• _TASK ITEM_
Quote the piece on living on borrowed time word for word, starting at "#3: We’re robbed" and stopping after "what we want.".

• _EXCERPT PROVIDED_
_ _ _ _
Living on borrowed time

by Christie Browning

 Time is a sensitive issue for some of us. We’re either complaining we don’t have enough or mad that it’s going by quickly. We can never get satisfied with time.

We buy into the lie that we have all the time in the world. Although we know that’s really not true, our calendars reflect differently. We try to cram 30 hours worth of things to do in a 24-hour period. That’s living on borrowed time, and it’s the best way to create frustration and stress in your life.

When we choose to live as if there are 30 hours in our day, some real symptoms manifest in our lives.

#1: No mental down time

We push our time to the limits and there’s no time left for us to rest. We are constantly engaged, motivated to move and act with every ding, beep and ring of our cellphones. We don’t know how to stop, be still and silence our hearts and minds. We feel as if we must constantly be on the go, be connected and be accessible.

#2: No forgiveness for our efforts

We can’t get it all done. When we’re trying to tackle a lengthy to-do list, we fall short and begin doubting our abilities, our motives, and ourselves. We measure ourselves against the mom, wife, or business woman who we think can do no wrong. When we feel like we don’t measure up, often times we try to do more. However, when we can’t keep all the balls in the air, things start to drop and fall apart. That leaves us feeling even worse than when we started, and begins a viscous cycle that can easily spin out of control. What we’ve built up in our heads is a zero-tolerance mindset that forces us into excellence, perfection and a “please-all-people-all-of-the-time” mandate.

#3: We’re robbed

Nasty self-talk, negative emotions and unrealistic expectations rob us of our peace and joy in life. We are left feeling empty, drained and exhausted. In this sickness, there is no fulfillment. We lose our identity, our goals and our dreams. We try to be all things to all people, and in the middle of it all, we’ve lost the ability to know what we want.

Check your motivation

Often times we agree to add another task to our to-do list on emotion. We feel obligated to say “yes” because a friend asked us to do something. Maybe it’s because we want to feel needed or we want to belong.

We can also stretch our time because we want to be appreciated, to feel important and valuable. Many times our disease to please everyone in our path leads us to bob our heads in compliance without even thinking.

These feelings aren’t necessarily bad or harmful. It’s natural to want to feel needed or useful. However, when we use them to fill a void in our hearts, we might get a temporary fix, but not a permanent solution. This is like expecting a Band-Aid to do the job of a tourniquet.

When it comes to your hurried, scurried lifestyle, motivations need to be evaluated. If acceptance and worth is only found in your to-do list, you will find yourself hurting, empty, and frustrated with the outcomes.

Motives are important and checking in on them regularly is a smart way to make sure you are staying in control of your time and the heart connected to it.
_ _ _ _
• _DATASET RECORDS_
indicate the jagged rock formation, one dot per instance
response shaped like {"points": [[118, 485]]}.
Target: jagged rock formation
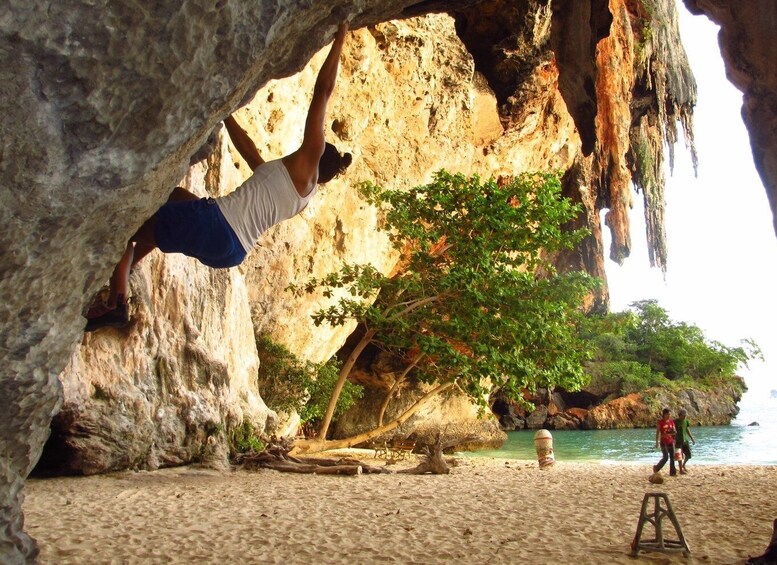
{"points": [[103, 108], [749, 50]]}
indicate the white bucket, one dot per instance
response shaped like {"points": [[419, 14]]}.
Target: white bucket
{"points": [[543, 444]]}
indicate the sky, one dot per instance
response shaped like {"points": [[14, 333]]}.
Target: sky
{"points": [[722, 249]]}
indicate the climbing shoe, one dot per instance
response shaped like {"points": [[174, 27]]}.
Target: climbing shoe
{"points": [[111, 318]]}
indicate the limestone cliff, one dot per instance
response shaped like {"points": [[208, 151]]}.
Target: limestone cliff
{"points": [[104, 104]]}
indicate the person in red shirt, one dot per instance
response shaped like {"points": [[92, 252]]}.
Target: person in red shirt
{"points": [[665, 434]]}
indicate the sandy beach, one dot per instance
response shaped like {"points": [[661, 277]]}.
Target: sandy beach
{"points": [[485, 511]]}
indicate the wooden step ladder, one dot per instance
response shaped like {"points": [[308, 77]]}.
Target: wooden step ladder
{"points": [[660, 511]]}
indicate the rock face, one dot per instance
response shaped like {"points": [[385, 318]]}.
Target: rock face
{"points": [[102, 109]]}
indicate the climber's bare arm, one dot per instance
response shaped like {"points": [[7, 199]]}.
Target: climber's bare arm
{"points": [[303, 163]]}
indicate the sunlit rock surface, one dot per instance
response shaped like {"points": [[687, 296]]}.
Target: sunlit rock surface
{"points": [[749, 47]]}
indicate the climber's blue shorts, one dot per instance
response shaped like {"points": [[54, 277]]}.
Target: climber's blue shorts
{"points": [[197, 228]]}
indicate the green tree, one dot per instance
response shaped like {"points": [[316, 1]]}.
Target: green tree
{"points": [[467, 308]]}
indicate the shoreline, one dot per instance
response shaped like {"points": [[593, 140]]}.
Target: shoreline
{"points": [[486, 510]]}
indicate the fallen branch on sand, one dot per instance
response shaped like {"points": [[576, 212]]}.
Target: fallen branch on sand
{"points": [[276, 456]]}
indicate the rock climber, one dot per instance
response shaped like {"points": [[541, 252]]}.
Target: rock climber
{"points": [[219, 232]]}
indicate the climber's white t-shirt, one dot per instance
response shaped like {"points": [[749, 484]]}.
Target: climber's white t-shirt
{"points": [[266, 198]]}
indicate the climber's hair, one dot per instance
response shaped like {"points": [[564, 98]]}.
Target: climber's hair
{"points": [[332, 163]]}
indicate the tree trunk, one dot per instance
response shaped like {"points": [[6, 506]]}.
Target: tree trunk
{"points": [[344, 372], [318, 444], [433, 459]]}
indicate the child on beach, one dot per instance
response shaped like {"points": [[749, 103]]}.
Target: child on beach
{"points": [[665, 434], [683, 436], [220, 232]]}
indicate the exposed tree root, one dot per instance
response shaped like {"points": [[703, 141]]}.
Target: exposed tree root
{"points": [[276, 456]]}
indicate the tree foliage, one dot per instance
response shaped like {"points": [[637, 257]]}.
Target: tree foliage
{"points": [[466, 306], [643, 347], [287, 383]]}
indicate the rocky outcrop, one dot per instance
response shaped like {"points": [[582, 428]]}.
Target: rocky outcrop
{"points": [[102, 109], [749, 48], [598, 407], [641, 410]]}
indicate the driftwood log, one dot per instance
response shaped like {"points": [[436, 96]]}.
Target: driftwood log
{"points": [[276, 456], [769, 557], [432, 457]]}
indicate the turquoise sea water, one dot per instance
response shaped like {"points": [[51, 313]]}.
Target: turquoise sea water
{"points": [[738, 443]]}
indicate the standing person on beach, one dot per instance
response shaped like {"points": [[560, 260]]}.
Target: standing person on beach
{"points": [[220, 232], [684, 434], [665, 434]]}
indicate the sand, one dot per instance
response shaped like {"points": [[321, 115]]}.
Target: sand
{"points": [[485, 511]]}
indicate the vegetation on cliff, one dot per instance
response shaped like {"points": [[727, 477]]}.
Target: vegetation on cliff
{"points": [[642, 361], [642, 348], [467, 307]]}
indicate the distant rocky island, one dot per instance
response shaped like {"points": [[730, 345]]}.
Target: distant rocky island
{"points": [[597, 407]]}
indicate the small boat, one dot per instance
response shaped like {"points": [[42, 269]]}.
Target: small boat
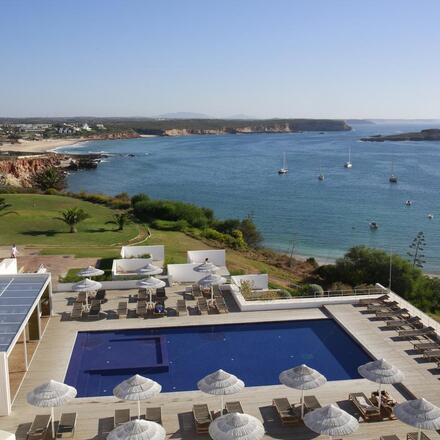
{"points": [[284, 169], [348, 164]]}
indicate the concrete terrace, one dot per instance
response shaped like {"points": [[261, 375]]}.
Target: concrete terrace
{"points": [[95, 414]]}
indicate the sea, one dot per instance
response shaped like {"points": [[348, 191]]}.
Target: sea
{"points": [[236, 176]]}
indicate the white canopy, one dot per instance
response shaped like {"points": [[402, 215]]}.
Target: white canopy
{"points": [[419, 413], [220, 383], [331, 420], [151, 283], [302, 378], [90, 272], [236, 426], [211, 280], [137, 388], [138, 430], [86, 285], [49, 395], [150, 269], [206, 266]]}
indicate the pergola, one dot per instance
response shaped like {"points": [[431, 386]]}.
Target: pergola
{"points": [[25, 305]]}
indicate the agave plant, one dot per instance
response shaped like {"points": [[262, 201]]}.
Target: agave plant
{"points": [[120, 219], [4, 208], [72, 217]]}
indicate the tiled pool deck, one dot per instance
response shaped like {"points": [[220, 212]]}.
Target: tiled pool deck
{"points": [[95, 414]]}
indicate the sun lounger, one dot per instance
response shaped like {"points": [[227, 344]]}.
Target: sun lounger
{"points": [[202, 418], [39, 427], [202, 305], [432, 354], [122, 308], [311, 403], [142, 294], [141, 308], [286, 413], [419, 332], [393, 314], [234, 407], [121, 416], [66, 427], [154, 415], [421, 346], [365, 406], [383, 306], [411, 322], [414, 436], [367, 301], [181, 307]]}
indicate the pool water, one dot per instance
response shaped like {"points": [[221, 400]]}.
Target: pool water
{"points": [[180, 356]]}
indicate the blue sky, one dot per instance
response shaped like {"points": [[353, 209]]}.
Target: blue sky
{"points": [[264, 58]]}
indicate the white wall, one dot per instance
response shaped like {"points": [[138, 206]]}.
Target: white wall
{"points": [[215, 256], [128, 266], [5, 392], [8, 266], [157, 251], [259, 282]]}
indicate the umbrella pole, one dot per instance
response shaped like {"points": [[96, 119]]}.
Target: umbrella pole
{"points": [[52, 418], [302, 404]]}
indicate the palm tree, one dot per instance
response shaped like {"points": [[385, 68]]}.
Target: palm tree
{"points": [[4, 206], [72, 217], [120, 220]]}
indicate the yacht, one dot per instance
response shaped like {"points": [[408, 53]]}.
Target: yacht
{"points": [[284, 169], [348, 164]]}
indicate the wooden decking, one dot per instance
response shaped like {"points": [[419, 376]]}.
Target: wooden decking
{"points": [[94, 414]]}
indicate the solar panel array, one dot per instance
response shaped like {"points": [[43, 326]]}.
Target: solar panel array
{"points": [[17, 296]]}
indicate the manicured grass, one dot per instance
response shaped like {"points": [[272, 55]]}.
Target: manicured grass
{"points": [[36, 225]]}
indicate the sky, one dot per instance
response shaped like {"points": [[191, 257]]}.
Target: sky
{"points": [[263, 58]]}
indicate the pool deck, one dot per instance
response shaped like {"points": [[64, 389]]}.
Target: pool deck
{"points": [[95, 414]]}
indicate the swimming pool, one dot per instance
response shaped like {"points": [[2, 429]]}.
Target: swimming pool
{"points": [[178, 357]]}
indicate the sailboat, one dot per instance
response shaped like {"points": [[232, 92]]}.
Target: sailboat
{"points": [[321, 176], [284, 169], [393, 177], [348, 164]]}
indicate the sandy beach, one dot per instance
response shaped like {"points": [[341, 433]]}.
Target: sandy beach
{"points": [[40, 146]]}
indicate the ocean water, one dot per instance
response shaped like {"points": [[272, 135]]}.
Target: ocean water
{"points": [[236, 175]]}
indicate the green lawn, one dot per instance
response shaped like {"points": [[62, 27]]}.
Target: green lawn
{"points": [[36, 225]]}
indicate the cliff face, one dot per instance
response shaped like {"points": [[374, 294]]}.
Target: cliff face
{"points": [[263, 127], [18, 171]]}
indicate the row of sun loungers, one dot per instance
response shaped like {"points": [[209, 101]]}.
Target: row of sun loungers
{"points": [[41, 426]]}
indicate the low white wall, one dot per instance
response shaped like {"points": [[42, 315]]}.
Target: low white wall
{"points": [[215, 256], [128, 266], [8, 266], [259, 282], [157, 252]]}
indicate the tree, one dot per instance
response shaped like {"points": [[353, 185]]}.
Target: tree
{"points": [[4, 208], [50, 178], [416, 248], [251, 234], [72, 217], [120, 219]]}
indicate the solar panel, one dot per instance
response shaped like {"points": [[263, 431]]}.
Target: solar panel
{"points": [[17, 296]]}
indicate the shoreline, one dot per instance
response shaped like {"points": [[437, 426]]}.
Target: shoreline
{"points": [[40, 146]]}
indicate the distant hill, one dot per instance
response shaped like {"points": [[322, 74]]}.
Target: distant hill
{"points": [[184, 115]]}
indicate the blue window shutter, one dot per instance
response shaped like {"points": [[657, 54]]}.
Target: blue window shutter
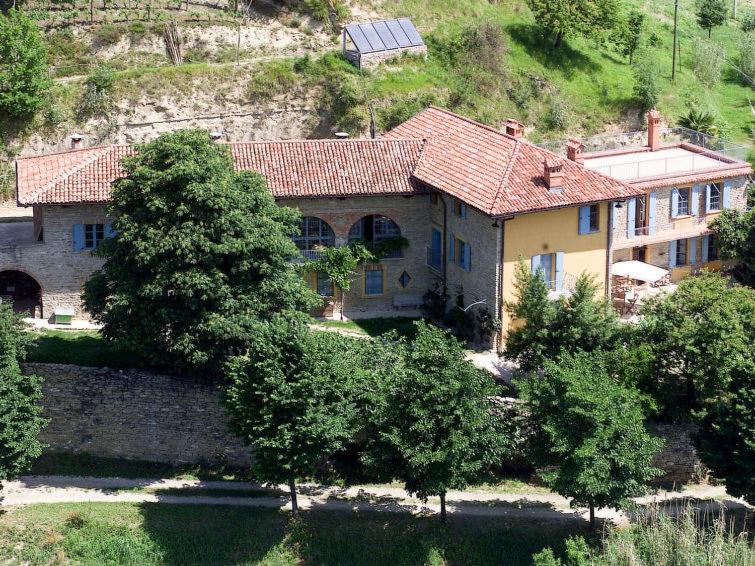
{"points": [[672, 254], [559, 271], [78, 237], [695, 196], [535, 264], [727, 194], [630, 217], [653, 197], [584, 219], [674, 203]]}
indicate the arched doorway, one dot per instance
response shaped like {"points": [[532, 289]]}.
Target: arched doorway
{"points": [[22, 291]]}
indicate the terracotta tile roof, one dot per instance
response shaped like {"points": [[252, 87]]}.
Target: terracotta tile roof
{"points": [[497, 173], [306, 169]]}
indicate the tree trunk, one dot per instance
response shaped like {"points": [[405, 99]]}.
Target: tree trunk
{"points": [[294, 502]]}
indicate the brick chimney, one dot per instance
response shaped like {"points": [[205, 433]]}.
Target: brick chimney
{"points": [[514, 128], [654, 130], [553, 172], [575, 150]]}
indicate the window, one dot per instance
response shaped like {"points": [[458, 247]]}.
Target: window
{"points": [[404, 279], [713, 252], [373, 280], [373, 230], [681, 252], [461, 253], [714, 197], [460, 209], [589, 219], [314, 233], [682, 207], [324, 285]]}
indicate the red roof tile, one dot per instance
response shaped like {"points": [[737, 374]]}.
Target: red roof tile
{"points": [[497, 173], [305, 169]]}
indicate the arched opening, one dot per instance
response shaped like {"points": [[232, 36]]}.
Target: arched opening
{"points": [[22, 291], [314, 234], [372, 230]]}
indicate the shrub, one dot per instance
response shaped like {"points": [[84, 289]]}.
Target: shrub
{"points": [[108, 34], [747, 55], [95, 100], [708, 61], [747, 21]]}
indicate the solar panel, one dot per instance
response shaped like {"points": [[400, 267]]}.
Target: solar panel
{"points": [[411, 31], [372, 36], [398, 33], [385, 35]]}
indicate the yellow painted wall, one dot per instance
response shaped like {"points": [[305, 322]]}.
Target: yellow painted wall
{"points": [[550, 232]]}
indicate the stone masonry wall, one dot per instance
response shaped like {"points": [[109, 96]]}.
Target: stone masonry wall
{"points": [[140, 415], [136, 415]]}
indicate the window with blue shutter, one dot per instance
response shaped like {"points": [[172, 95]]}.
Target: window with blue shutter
{"points": [[727, 194]]}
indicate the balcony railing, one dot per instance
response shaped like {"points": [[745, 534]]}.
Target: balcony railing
{"points": [[434, 258]]}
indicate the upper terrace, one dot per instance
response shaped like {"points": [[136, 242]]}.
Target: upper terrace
{"points": [[661, 153]]}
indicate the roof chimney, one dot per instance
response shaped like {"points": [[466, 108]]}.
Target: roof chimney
{"points": [[575, 150], [514, 128], [654, 129], [553, 171]]}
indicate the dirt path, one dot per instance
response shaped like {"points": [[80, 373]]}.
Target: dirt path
_ _ _ _
• _REPLY TO THE EXERCISE_
#3: We’re robbed

Nasty self-talk, negative emotions and unrealistic expectations rob us of our peace and joy in life. We are left feeling empty, drained and exhausted. In this sickness, there is no fulfillment. We lose our identity, our goals and our dreams. We try to be all things to all people, and in the middle of it all, we’ve lost the ability to know what we want.